━━━━━ GIVEN DATA ━━━━━
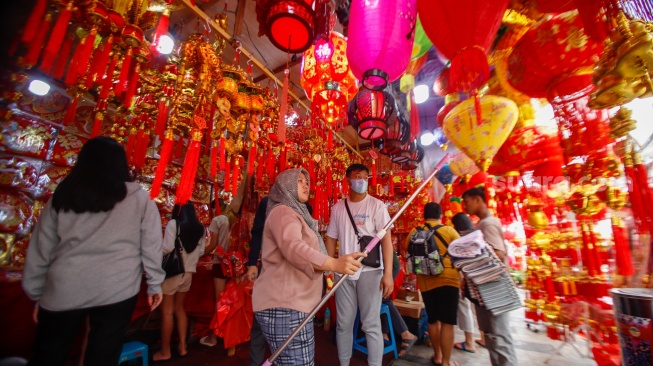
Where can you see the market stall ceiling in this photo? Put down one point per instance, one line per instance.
(183, 23)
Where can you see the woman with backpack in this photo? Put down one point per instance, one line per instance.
(185, 227)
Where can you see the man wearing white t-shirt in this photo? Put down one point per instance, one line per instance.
(364, 290)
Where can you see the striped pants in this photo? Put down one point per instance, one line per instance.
(277, 324)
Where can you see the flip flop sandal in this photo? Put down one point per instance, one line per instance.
(461, 346)
(409, 343)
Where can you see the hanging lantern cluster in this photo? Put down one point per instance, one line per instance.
(327, 78)
(381, 37)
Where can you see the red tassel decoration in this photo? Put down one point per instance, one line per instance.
(330, 140)
(414, 118)
(282, 159)
(469, 69)
(164, 158)
(34, 50)
(227, 179)
(214, 159)
(187, 179)
(34, 20)
(283, 110)
(124, 72)
(329, 184)
(143, 142)
(623, 254)
(71, 111)
(161, 28)
(133, 84)
(99, 63)
(222, 153)
(59, 30)
(85, 54)
(107, 82)
(62, 58)
(235, 174)
(100, 109)
(251, 160)
(71, 73)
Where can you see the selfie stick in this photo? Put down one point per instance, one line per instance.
(367, 250)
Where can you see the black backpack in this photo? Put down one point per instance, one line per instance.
(423, 255)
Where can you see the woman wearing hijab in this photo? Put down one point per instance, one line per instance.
(190, 231)
(464, 226)
(293, 260)
(93, 241)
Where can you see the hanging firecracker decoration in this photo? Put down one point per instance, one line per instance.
(377, 53)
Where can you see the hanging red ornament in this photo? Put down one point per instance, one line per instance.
(164, 158)
(189, 170)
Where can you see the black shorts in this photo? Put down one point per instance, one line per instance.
(216, 272)
(442, 304)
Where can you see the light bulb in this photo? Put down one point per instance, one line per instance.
(427, 138)
(39, 87)
(421, 93)
(165, 44)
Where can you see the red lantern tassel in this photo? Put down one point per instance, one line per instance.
(282, 159)
(143, 142)
(85, 55)
(235, 173)
(469, 69)
(133, 84)
(164, 158)
(161, 28)
(59, 30)
(34, 50)
(214, 159)
(329, 184)
(222, 153)
(34, 20)
(62, 58)
(283, 110)
(107, 83)
(414, 118)
(623, 254)
(330, 140)
(71, 73)
(227, 179)
(71, 111)
(187, 179)
(251, 160)
(124, 73)
(99, 63)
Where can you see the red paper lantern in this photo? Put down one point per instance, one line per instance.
(463, 31)
(370, 112)
(287, 23)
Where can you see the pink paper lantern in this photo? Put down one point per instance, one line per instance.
(381, 34)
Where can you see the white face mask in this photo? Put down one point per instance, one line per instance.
(358, 185)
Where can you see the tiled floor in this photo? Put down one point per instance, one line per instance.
(533, 349)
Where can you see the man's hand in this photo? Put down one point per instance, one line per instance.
(387, 284)
(154, 300)
(252, 273)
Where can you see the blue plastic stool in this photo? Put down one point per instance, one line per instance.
(390, 346)
(132, 351)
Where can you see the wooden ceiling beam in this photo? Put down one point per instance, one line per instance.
(277, 70)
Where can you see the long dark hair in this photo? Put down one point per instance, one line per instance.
(97, 181)
(191, 229)
(462, 223)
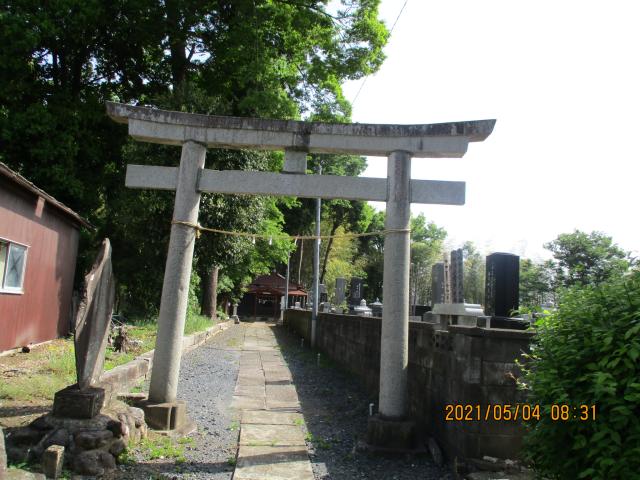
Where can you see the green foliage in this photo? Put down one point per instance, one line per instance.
(587, 258)
(62, 60)
(426, 247)
(474, 274)
(587, 354)
(163, 447)
(536, 283)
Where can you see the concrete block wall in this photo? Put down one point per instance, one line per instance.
(462, 365)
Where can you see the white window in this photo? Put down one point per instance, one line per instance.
(13, 259)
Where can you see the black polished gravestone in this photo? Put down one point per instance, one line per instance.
(502, 290)
(437, 283)
(356, 291)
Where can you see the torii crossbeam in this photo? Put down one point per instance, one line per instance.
(195, 133)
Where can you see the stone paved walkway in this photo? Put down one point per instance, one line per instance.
(272, 443)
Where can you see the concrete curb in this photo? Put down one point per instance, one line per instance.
(124, 376)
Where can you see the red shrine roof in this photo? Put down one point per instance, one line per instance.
(274, 284)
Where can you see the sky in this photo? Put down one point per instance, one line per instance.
(562, 79)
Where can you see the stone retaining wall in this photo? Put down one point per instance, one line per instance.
(462, 365)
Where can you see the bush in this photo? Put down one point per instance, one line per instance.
(587, 354)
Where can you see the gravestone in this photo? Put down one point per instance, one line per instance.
(93, 321)
(341, 287)
(437, 283)
(322, 293)
(456, 277)
(356, 291)
(502, 288)
(376, 308)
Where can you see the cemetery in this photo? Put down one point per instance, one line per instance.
(205, 275)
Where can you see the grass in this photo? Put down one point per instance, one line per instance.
(50, 368)
(163, 448)
(196, 323)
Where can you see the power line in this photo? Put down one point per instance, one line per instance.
(390, 32)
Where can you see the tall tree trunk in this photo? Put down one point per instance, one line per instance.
(334, 227)
(300, 264)
(209, 300)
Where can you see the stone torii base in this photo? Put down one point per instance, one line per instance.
(399, 143)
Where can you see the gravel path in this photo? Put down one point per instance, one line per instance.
(207, 381)
(335, 407)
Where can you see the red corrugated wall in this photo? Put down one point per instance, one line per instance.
(42, 312)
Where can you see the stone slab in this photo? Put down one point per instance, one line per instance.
(271, 435)
(93, 318)
(247, 403)
(266, 417)
(250, 390)
(275, 404)
(250, 381)
(52, 461)
(282, 393)
(273, 463)
(3, 455)
(71, 402)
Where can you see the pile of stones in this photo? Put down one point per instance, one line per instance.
(85, 446)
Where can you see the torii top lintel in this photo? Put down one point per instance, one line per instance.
(438, 140)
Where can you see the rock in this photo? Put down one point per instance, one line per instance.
(3, 455)
(435, 451)
(24, 436)
(56, 437)
(15, 474)
(92, 439)
(118, 428)
(117, 447)
(18, 453)
(52, 461)
(41, 423)
(93, 462)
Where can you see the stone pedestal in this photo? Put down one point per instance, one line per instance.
(72, 402)
(390, 435)
(169, 416)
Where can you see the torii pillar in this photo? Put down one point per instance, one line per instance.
(390, 428)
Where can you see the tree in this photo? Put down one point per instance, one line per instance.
(584, 363)
(474, 274)
(372, 249)
(62, 60)
(536, 283)
(426, 247)
(587, 258)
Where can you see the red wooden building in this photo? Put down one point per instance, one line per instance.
(264, 295)
(38, 248)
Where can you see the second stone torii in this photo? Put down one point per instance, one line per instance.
(399, 143)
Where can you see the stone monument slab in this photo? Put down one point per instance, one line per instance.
(94, 318)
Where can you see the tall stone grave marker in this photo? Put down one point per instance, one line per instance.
(437, 283)
(502, 290)
(93, 321)
(356, 293)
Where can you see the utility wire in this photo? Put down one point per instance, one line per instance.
(390, 32)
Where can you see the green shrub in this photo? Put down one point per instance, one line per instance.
(587, 353)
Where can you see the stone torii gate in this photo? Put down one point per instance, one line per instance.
(195, 133)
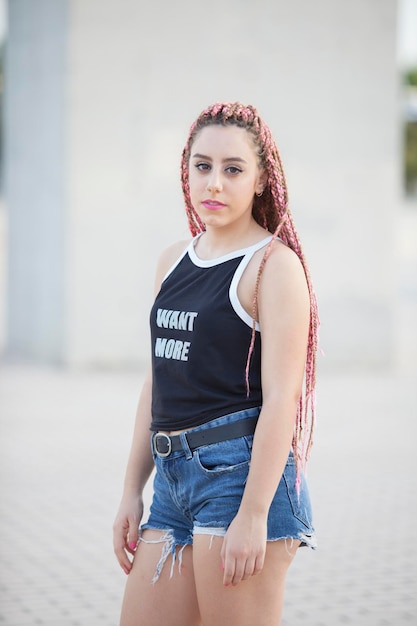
━━━━━
_AIM OF THE EXERCISE_:
An exact printout of the listing is needed, minus any pictures it contains.

_RESULT FOR THIS EXERCISE_:
Where can you see the market stall ceiling in this photo? Put down one point per instance, one line per instance.
(183, 23)
Where can you see the woman with backpack in this photo? Put down one point per instance, one line per instance.
(185, 227)
Where can you see the man wearing white t-shirt in this photo? Put down one point per instance, one line per instance.
(364, 290)
Where can you see the striped pants in this photo? Put down one point per instance, one line per instance.
(277, 324)
Where can you see the flip flop sandal in this photo? Put down one point per instance, one line per instance.
(461, 346)
(409, 343)
Where can you see the hanging lantern cluster in this photo? Put down one point per instance, one line per instance.
(327, 78)
(381, 37)
Where can you see the red tassel decoration in this photo? Put down one point per instance, one line per instance.
(330, 140)
(414, 118)
(282, 159)
(469, 69)
(164, 158)
(34, 50)
(227, 179)
(214, 159)
(187, 179)
(34, 20)
(283, 110)
(124, 72)
(329, 184)
(143, 142)
(623, 254)
(71, 111)
(161, 28)
(133, 84)
(99, 63)
(222, 153)
(59, 30)
(85, 54)
(107, 82)
(62, 58)
(235, 174)
(100, 109)
(251, 160)
(71, 73)
Where can you see the selfie stick in this photo? Put down one point per instance, one line per instance.
(367, 250)
Where can you see the black backpack in this photo? Put down one point per instance, one line per instance.
(423, 255)
Where can you see the woman wearing hijab in this photo? Put down one point per instance, one line per instance.
(190, 231)
(464, 226)
(293, 260)
(93, 241)
Where can you see the hanging firecracker decoration in this photo? Put down one point per instance, one line per instance.
(377, 53)
Where can you see the hanging red ornament in this photo? Put down one point per instance, one line per instance.
(164, 158)
(189, 170)
Where can you see the black shorts in this photo? Put down one point per instance, one line per instance.
(216, 272)
(442, 304)
Where can you see the light bulb in this photo? Put down one point per instance, one line per instance.
(427, 138)
(39, 87)
(421, 93)
(165, 44)
Where can you see the red lantern tassel in this photo? Put down one point per instance, one line per instance.
(282, 159)
(143, 142)
(85, 55)
(235, 173)
(469, 69)
(133, 84)
(164, 158)
(161, 28)
(59, 30)
(34, 50)
(214, 159)
(329, 184)
(222, 153)
(34, 20)
(62, 58)
(283, 110)
(107, 83)
(414, 118)
(623, 254)
(330, 140)
(71, 73)
(227, 179)
(71, 111)
(187, 179)
(251, 160)
(124, 73)
(99, 63)
Where can you see the red paper lantern in this photo? Put down one point per instance, one line per instance.
(463, 31)
(370, 112)
(287, 23)
Where can you see the pink paper lantern in this photo? Put down one point per instance, one line per instance.
(381, 34)
Where can you see the white face mask in this photo? Put down one point per instance, one line per instance.
(358, 185)
Where can you see the tiled floor in this photo? Put down one point per instance, one line per instance.
(533, 349)
Where can you see the man's hand in this photo? Put down one point per instance, one line per instance.
(387, 284)
(154, 300)
(252, 273)
Where can you see the blue plastic stool in this photo? Put down one point per instance, one line per instance.
(390, 346)
(132, 351)
Where can you see the wooden ceiling beam in this photo? Put down one point per instance, one line per instance.
(277, 70)
Where can you see the long dark hair in this photo? Put down one point per instance, one line per instance.
(97, 181)
(191, 229)
(462, 223)
Where can you see the green foliage in this photo? Put down one point per instance, one line per instance.
(587, 258)
(62, 60)
(426, 247)
(474, 274)
(587, 354)
(163, 447)
(536, 283)
Where can you see the concrete block wall in this photo? Put down one point per instance, one line per instance.
(462, 365)
Where can you see the white window in this photo? Put down one point per instance, one line per instance.
(13, 259)
Where can you see the black polished gravestone in this photo? Put down one point per instance, one line per instance.
(502, 290)
(437, 283)
(356, 291)
Where can you see the torii crossbeam in this photo? Put down one point per instance, one line per instance.
(195, 133)
Where can you see the stone paved walkway in this photo? Put down one point per instance, one line per instance.
(272, 443)
Where can you see the concrete curb in this photo? Put down one point per instance, one line per instance.
(124, 376)
Where can you see the red shrine roof in this photo? Put down one point per instance, one line per instance.
(274, 284)
Where can you see the sky in this photo? Put down one point per instance, one line per instance.
(562, 79)
Where can you see the stone retaining wall in this photo? Put down one point per instance, one line per instance.
(462, 365)
Where can you see the bush in this photo? Put down one point per instance, one line per instance.
(587, 354)
Where can you see the gravestone in this photo? Put down one point per instance, one line per instance.
(93, 321)
(341, 287)
(437, 283)
(322, 293)
(456, 277)
(356, 291)
(502, 288)
(376, 308)
Where can you see the cemetery in this photo? Put down one point per instance, one line per instance.
(205, 275)
Where can you see the grass in this photo? Put down one point per instance, one line per instance.
(50, 368)
(163, 448)
(196, 323)
Where can you see the power line in this photo? Put down one point per instance, one line per instance.
(390, 32)
Where can you see the tall tree trunk in this photo? Put down one point per instance, one line per instance.
(334, 227)
(300, 264)
(209, 300)
Where can you see the stone torii base in this photo? Put down one point per instance, one line per instance.
(399, 143)
Where can you see the gravel path in this photo? Put down one point per instance, one line per instance.
(207, 381)
(335, 407)
Where can you see the red corrugated wall in this photo? Put down one point per instance, one line per instance.
(42, 312)
Where can you see the stone slab in this photo? Put down one point per instance, one line per instance.
(271, 435)
(93, 318)
(247, 403)
(266, 417)
(250, 390)
(275, 404)
(250, 381)
(52, 461)
(282, 393)
(273, 463)
(3, 455)
(71, 402)
Where can you see the pile of stones in this photo? Put down one point per instance, one line per instance.
(85, 446)
Where can you see the torii top lintel in this photo? Put down one point per instance, one line per instance.
(438, 140)
Where can you see the rock in this photo? Put down one point per instance, one line per instance.
(3, 455)
(435, 451)
(24, 436)
(56, 437)
(15, 474)
(92, 439)
(118, 428)
(117, 447)
(18, 453)
(52, 461)
(41, 423)
(93, 462)
Where can you see the stone pedestal in this photo? Put down one point per instance, one line per instance.
(72, 402)
(390, 435)
(169, 416)
Where can you see the torii pillar in this photo? Put down one point per instance, one line per instance.
(390, 428)
Where can you see the tree in this photo? Put down one point per instance, one line per instance.
(584, 363)
(474, 274)
(372, 249)
(62, 60)
(536, 283)
(426, 247)
(587, 258)
Where can you see the red wooden building in this photo? Put down one point per instance, one line per instance.
(264, 295)
(38, 248)
Where can you see the second stone torii in this photo? Put down one point per instance, one line per instance.
(399, 143)
Where can you see the stone monument slab in this photo? Put down one point per instance, one line per instance.
(94, 318)
Where can you see the tall stone grave marker in this photo? Put down one point per instance, one line per instance.
(437, 283)
(502, 290)
(93, 321)
(356, 293)
Where can you see the utility wire in this photo? Put down one point per instance, one line per instance.
(390, 32)
Where can you see the green shrub in this photo? Put down one point per instance, one line per instance.
(587, 353)
Where can you see the stone torii gate in this photo? Put down one point per instance, one line per instance.
(195, 133)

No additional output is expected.